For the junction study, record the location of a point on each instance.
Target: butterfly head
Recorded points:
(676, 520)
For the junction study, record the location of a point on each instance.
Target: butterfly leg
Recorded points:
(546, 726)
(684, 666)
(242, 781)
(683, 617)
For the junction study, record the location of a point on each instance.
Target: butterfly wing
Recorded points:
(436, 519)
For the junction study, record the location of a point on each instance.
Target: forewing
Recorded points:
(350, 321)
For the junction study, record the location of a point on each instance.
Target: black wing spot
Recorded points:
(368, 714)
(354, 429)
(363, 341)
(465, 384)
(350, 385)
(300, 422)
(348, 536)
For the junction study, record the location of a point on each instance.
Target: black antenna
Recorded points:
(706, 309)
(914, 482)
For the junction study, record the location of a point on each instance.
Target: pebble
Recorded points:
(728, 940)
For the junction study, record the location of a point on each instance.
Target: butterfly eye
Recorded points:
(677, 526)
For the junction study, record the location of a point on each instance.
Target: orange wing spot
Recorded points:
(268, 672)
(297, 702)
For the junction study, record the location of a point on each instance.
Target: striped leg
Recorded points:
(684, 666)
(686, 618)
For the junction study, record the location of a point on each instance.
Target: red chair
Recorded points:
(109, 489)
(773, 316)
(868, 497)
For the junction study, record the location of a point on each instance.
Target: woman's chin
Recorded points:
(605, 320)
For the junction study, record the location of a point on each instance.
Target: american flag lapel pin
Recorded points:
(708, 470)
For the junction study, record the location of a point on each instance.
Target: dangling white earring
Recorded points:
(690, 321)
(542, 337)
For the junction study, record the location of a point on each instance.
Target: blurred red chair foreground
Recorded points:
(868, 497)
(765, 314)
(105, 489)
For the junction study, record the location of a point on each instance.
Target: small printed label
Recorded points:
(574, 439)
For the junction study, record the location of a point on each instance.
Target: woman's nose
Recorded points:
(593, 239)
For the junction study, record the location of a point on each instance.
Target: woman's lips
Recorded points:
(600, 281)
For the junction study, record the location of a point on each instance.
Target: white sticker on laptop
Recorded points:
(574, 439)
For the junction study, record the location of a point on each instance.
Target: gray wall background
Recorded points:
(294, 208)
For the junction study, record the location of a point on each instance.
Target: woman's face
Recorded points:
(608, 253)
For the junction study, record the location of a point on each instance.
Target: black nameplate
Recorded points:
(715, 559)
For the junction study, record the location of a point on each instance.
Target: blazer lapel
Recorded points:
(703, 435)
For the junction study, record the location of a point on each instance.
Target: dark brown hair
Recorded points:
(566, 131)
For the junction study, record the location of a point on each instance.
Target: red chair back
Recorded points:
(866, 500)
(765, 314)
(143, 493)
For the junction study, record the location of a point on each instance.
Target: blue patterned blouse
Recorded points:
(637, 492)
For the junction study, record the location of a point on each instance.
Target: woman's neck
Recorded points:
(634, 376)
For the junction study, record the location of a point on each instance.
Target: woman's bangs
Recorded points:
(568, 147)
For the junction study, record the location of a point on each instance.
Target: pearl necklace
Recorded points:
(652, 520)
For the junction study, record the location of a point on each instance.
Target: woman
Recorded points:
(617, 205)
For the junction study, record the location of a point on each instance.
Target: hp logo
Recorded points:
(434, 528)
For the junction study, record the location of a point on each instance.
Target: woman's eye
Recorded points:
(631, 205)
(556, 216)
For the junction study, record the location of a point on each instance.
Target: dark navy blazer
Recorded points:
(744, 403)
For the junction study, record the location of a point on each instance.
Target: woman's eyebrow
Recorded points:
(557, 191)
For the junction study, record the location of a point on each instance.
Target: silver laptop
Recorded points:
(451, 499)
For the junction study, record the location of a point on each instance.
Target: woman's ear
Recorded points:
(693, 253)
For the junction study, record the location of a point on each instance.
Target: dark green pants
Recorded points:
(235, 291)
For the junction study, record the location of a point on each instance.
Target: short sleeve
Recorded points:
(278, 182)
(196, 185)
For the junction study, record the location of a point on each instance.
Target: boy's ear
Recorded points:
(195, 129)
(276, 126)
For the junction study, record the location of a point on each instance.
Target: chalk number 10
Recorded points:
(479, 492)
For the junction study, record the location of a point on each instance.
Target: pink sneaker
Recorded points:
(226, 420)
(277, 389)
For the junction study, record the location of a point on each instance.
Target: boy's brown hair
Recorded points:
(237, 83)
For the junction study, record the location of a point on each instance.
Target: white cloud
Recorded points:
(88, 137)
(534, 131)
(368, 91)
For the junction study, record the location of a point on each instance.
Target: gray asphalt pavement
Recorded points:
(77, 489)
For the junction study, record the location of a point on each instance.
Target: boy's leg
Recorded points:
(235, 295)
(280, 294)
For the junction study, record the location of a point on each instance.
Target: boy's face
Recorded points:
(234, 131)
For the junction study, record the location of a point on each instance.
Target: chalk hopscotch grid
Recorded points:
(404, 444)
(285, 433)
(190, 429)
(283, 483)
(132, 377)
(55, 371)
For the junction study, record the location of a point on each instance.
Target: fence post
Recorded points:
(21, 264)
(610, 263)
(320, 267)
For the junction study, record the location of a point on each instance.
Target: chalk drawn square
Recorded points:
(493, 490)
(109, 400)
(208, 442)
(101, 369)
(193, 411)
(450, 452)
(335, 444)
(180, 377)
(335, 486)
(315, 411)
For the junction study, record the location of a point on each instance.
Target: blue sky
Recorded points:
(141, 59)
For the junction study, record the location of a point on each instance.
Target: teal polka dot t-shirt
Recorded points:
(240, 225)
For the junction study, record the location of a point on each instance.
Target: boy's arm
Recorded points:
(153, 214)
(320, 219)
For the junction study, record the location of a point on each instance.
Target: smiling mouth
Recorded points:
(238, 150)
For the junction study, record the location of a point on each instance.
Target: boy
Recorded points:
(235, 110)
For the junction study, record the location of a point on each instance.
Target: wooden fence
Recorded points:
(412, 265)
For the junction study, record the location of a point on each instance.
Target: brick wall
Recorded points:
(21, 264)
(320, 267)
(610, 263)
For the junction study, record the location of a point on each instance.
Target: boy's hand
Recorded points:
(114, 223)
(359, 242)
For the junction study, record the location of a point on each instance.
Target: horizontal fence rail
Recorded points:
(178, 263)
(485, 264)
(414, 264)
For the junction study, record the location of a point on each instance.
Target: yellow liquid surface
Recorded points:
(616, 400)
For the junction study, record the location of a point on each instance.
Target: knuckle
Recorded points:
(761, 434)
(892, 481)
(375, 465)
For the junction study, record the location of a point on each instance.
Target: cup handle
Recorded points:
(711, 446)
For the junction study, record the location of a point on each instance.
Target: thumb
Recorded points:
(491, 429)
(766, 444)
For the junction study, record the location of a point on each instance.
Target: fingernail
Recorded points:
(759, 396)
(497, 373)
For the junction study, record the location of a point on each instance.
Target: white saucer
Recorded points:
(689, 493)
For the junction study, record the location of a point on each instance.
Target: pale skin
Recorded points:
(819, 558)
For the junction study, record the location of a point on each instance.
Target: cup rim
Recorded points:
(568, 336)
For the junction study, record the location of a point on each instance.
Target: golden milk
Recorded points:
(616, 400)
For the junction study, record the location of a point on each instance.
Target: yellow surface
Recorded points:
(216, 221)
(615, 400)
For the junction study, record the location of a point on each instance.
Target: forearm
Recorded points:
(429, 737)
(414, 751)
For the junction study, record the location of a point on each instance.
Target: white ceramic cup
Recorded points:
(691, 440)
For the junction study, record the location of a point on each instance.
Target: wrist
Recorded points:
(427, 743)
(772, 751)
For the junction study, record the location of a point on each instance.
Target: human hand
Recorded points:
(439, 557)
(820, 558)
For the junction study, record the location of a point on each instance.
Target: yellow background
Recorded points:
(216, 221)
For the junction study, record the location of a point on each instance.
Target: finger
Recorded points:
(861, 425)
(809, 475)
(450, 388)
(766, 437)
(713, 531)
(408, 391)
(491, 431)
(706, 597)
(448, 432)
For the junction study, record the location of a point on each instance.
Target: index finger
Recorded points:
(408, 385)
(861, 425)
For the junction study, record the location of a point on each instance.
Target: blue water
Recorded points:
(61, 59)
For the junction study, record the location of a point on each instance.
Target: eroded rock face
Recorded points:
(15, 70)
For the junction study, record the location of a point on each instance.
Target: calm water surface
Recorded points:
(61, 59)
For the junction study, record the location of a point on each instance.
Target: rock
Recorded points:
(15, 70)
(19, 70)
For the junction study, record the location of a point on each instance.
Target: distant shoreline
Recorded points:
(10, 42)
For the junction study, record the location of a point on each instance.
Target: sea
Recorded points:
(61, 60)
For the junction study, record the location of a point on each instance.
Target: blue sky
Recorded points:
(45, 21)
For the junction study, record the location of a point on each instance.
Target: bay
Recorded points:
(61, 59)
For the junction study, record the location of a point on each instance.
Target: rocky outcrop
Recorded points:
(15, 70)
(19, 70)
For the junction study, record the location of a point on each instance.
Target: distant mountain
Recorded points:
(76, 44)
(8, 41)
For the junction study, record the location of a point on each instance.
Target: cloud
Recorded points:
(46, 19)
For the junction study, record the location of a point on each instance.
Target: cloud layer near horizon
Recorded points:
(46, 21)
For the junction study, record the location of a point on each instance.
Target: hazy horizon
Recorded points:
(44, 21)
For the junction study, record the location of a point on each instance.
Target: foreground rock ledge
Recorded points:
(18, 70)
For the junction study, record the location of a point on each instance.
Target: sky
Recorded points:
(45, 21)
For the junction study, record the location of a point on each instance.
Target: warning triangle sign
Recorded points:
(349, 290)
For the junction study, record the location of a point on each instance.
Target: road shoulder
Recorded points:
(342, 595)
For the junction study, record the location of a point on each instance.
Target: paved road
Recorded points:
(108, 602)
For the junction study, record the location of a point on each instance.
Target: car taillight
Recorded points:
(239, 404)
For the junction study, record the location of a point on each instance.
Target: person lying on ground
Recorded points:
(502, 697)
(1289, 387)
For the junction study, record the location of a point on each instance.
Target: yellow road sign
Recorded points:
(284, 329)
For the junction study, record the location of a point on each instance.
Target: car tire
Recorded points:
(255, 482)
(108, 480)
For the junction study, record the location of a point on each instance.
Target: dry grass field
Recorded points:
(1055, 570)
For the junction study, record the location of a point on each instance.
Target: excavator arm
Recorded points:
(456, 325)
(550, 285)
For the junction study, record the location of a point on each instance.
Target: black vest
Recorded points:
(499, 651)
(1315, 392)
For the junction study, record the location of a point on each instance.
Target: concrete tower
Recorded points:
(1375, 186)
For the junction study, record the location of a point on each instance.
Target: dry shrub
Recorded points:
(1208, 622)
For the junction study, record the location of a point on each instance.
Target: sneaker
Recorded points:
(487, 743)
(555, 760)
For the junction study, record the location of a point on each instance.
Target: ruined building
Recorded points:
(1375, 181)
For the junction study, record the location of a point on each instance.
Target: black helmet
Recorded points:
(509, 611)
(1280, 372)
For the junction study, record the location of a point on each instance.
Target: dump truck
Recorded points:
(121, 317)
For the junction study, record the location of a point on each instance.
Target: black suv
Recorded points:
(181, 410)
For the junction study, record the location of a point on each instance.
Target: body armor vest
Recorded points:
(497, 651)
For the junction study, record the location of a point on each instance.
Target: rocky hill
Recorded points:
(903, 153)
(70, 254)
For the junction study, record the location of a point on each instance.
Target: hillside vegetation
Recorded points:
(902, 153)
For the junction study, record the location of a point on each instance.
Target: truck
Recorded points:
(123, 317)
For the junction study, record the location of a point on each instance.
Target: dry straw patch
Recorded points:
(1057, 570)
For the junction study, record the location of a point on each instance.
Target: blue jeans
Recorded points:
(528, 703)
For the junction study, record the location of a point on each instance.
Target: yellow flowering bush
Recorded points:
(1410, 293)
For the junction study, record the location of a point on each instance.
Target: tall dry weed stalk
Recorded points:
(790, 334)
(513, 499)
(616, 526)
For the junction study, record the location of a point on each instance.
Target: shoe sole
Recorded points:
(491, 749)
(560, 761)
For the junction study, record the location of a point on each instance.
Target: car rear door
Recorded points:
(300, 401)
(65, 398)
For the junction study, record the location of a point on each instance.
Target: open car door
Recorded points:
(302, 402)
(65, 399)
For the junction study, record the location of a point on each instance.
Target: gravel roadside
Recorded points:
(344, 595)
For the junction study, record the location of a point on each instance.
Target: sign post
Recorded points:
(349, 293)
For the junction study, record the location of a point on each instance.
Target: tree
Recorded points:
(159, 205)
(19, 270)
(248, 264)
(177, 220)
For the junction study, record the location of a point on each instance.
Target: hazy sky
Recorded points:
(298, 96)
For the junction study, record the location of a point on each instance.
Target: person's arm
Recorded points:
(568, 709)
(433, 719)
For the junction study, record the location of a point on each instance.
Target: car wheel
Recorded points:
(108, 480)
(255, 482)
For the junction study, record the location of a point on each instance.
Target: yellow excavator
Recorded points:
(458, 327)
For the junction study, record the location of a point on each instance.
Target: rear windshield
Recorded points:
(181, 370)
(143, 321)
————
# Task brief
Collect each line above that contains the string "yellow". Case counts.

# Output of the exercise
Target: yellow liquid surface
Target: yellow surface
Target: yellow background
Target: yellow road sign
Target: yellow flowering bush
Target: yellow excavator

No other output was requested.